▶ Task description
Copy out, word for word, everything from the line containing "Question: Identify the bounding box of the gray" down to the end of the material below, including both of those end lines.

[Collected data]
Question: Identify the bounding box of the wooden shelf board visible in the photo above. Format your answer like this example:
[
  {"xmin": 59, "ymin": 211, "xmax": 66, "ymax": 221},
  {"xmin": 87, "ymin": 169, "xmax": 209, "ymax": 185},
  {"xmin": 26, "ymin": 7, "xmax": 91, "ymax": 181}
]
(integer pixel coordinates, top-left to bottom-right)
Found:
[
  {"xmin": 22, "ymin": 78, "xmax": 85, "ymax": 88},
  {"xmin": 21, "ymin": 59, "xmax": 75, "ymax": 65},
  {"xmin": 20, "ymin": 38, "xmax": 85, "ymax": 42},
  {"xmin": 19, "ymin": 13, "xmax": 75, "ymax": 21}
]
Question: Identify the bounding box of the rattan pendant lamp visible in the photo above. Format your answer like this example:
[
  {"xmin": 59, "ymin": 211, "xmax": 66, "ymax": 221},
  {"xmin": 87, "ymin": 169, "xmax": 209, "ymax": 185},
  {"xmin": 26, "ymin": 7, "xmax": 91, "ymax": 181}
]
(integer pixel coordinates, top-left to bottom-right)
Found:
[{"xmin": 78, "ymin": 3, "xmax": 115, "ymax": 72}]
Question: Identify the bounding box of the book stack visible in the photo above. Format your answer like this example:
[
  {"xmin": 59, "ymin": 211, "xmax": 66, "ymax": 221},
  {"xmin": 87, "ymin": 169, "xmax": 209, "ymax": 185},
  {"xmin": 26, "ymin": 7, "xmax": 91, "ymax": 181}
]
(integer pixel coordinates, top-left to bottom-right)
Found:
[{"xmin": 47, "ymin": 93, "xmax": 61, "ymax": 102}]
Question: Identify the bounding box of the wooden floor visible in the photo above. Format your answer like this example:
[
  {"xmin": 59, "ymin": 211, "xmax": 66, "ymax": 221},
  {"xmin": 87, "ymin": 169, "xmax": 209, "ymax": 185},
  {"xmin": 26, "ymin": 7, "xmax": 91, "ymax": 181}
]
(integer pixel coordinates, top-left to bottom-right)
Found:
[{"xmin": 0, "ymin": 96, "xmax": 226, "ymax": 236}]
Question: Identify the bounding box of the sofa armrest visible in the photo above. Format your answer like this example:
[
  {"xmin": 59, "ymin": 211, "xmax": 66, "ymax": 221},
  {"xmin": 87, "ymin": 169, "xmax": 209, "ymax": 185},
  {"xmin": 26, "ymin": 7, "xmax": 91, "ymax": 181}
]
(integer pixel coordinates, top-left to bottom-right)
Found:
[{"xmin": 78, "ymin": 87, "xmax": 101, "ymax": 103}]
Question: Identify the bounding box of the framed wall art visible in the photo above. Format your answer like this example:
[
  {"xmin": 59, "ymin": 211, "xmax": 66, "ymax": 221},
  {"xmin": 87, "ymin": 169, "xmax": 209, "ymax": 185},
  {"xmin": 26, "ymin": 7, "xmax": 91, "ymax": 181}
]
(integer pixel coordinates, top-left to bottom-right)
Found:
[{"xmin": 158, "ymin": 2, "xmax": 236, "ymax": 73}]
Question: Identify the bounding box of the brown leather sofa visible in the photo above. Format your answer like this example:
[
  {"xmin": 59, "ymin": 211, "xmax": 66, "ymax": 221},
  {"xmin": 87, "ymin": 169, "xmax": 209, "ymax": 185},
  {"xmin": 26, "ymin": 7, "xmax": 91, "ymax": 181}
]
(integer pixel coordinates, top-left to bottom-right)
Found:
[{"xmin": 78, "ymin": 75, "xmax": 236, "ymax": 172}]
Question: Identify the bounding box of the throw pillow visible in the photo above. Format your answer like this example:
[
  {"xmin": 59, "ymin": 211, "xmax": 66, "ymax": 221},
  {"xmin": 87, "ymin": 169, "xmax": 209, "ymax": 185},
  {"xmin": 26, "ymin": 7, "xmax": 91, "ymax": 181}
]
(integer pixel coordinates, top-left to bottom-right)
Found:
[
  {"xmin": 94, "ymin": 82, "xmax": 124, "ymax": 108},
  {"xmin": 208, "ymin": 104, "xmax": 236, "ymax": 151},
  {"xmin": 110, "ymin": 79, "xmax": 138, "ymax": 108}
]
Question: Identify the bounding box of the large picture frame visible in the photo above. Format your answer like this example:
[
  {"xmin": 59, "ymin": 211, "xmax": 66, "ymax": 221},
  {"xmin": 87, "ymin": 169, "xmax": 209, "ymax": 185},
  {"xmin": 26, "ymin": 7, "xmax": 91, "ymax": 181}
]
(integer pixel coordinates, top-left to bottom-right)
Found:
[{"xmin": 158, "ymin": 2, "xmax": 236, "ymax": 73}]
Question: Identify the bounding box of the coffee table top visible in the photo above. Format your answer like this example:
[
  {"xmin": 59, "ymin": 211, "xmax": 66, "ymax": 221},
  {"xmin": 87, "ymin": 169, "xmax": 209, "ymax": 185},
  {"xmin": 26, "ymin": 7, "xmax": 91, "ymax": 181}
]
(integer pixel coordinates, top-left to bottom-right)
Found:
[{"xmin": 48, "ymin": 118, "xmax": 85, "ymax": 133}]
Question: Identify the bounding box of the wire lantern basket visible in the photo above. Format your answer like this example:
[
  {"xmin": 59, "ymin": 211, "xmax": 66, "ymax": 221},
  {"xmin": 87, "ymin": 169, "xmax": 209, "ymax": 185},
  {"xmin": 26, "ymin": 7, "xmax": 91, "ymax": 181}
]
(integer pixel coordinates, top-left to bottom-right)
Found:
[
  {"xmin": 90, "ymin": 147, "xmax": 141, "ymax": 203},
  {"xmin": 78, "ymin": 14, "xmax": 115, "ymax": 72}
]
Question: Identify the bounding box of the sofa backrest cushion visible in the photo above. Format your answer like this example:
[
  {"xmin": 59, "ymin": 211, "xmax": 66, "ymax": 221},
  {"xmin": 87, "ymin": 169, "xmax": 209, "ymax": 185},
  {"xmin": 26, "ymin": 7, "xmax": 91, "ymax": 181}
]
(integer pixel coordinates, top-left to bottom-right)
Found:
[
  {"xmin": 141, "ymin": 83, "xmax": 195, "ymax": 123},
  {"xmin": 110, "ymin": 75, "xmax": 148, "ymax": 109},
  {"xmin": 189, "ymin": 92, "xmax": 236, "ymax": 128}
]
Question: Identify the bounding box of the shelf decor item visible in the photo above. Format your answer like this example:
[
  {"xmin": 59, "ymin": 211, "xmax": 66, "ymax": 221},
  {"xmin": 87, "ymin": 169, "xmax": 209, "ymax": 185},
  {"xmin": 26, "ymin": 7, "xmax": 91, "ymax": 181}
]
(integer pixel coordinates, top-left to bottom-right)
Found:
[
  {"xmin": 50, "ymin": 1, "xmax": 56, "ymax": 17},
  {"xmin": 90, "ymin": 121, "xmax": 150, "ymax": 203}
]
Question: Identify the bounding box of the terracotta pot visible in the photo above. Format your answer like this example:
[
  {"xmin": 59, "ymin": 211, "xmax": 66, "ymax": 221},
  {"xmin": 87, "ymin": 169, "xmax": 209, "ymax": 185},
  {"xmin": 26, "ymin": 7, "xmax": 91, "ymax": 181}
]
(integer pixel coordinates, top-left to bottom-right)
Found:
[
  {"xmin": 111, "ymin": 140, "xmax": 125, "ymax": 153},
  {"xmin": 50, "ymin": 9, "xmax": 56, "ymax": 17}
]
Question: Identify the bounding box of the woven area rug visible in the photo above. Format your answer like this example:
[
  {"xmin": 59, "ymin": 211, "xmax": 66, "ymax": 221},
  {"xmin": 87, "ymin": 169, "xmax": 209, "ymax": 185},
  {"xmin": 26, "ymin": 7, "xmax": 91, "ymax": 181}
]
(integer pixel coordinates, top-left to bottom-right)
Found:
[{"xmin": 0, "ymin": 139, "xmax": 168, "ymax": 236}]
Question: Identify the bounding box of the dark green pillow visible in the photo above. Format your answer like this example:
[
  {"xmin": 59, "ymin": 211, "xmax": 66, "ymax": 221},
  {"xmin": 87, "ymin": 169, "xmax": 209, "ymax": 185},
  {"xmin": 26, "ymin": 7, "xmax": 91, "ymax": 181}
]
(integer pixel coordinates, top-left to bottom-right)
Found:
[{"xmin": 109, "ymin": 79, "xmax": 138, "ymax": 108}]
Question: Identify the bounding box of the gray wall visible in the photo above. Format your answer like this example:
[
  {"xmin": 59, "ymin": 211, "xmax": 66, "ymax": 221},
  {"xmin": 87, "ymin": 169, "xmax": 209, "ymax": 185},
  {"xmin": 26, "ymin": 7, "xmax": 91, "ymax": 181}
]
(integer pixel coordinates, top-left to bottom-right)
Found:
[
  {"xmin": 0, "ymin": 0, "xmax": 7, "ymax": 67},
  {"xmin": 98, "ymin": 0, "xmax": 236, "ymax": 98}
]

▶ Solution to the exercise
Question: Identify the bounding box of the gray wall visible in the photo above. Format your answer like this example:
[
  {"xmin": 59, "ymin": 211, "xmax": 66, "ymax": 221},
  {"xmin": 87, "ymin": 169, "xmax": 209, "ymax": 185},
  {"xmin": 26, "ymin": 7, "xmax": 91, "ymax": 181}
]
(integer pixel coordinates, top-left to bottom-right)
Found:
[
  {"xmin": 0, "ymin": 0, "xmax": 7, "ymax": 67},
  {"xmin": 98, "ymin": 0, "xmax": 236, "ymax": 98}
]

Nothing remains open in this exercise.